• _SUPPLIED PASSAGE_:
+ + + + +
6. Deepsky – Always On My Mind (Oracle’s Mind Fuct Remix) [Baroque White Recordings] [2007]

Oracle‘s remix of “Always On My Mind” is an important reminder to the naysayers that progressive breaks isn’t just brooding music for moody chinstrokers. This uplifting, peak-time cut features a cheeky, re-recorded vocal from the classic Pet Shop Boys track of the same name. It’s not necessarily the most challenging or forward-thinking example of the genre, but certainly one of the most fun.

7. NuBreed – Food For Thought [Zero Tolerance Recordings] [2001]

The follow-up to their massive debut “Welcome,” “Food For Thought” saw NuBreed head into deeper, murkier territory without sacrificing the heavy bass, crunchy drums, and futuristic sound design that made their prior outing such a hit.

8. Usual Suspects – Breaking & Entering [End Recordings] [1997]

Legendary duo Layo & Bushwacka! can lay claim to producing arguably one of the first ever progressive breaks tracks under their alias Usual Suspects. “Breaking & Entering” starts out sounding like a dark, hypnotic progressive house track before taking a hard left turn into chugging breakbeats, tribal drums, beautiful chords, and slowly evolving synth sequences.
+ + + + +
• _WORK INSTRUCTIONS_:
A - Answer these questions from the progressive breaks track list:
(i) Which act's classic track supplied the re-recorded vocal in Oracle's remix?
(ii) What was the name of NuBreed's debut?
(iii) Which duo produced music under the alias Usual Suspects?
B - From the progressive breaks track list, extract the passage starting with "6. Deepsky –" and going on through "such a hit.".

• _INFORMATION SHOWN_:
+ + + + +
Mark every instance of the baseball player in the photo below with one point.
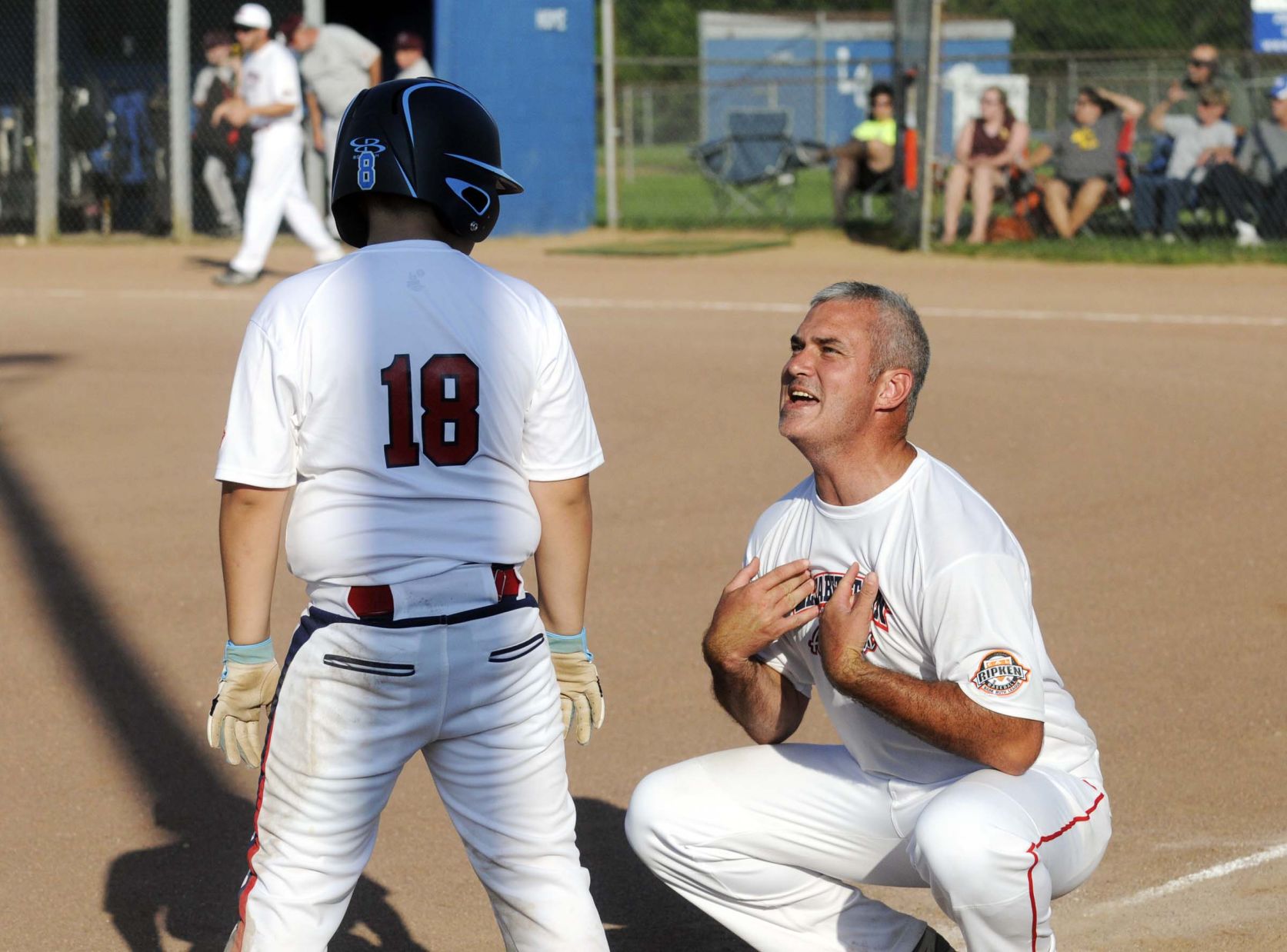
+ + + + +
• _ANSWERS TO THE TASKS_:
A -
(i) Pet Shop Boys
(ii) "Welcome"
(iii) Layo & Bushwacka!

B -
6. Deepsky – Always On My Mind (Oracle’s Mind Fuct Remix) [Baroque White Recordings] [2007]

Oracle‘s remix of “Always On My Mind” is an important reminder to the naysayers that progressive breaks isn’t just brooding music for moody chinstrokers. This uplifting, peak-time cut features a cheeky, re-recorded vocal from the classic Pet Shop Boys track of the same name. It’s not necessarily the most challenging or forward-thinking example of the genre, but certainly one of the most fun.

7. NuBreed – Food For Thought [Zero Tolerance Recordings] [2001]

The follow-up to their massive debut “Welcome,” “Food For Thought” saw NuBreed head into deeper, murkier territory without sacrificing the heavy bass, crunchy drums, and futuristic sound design that made their prior outing such a hit.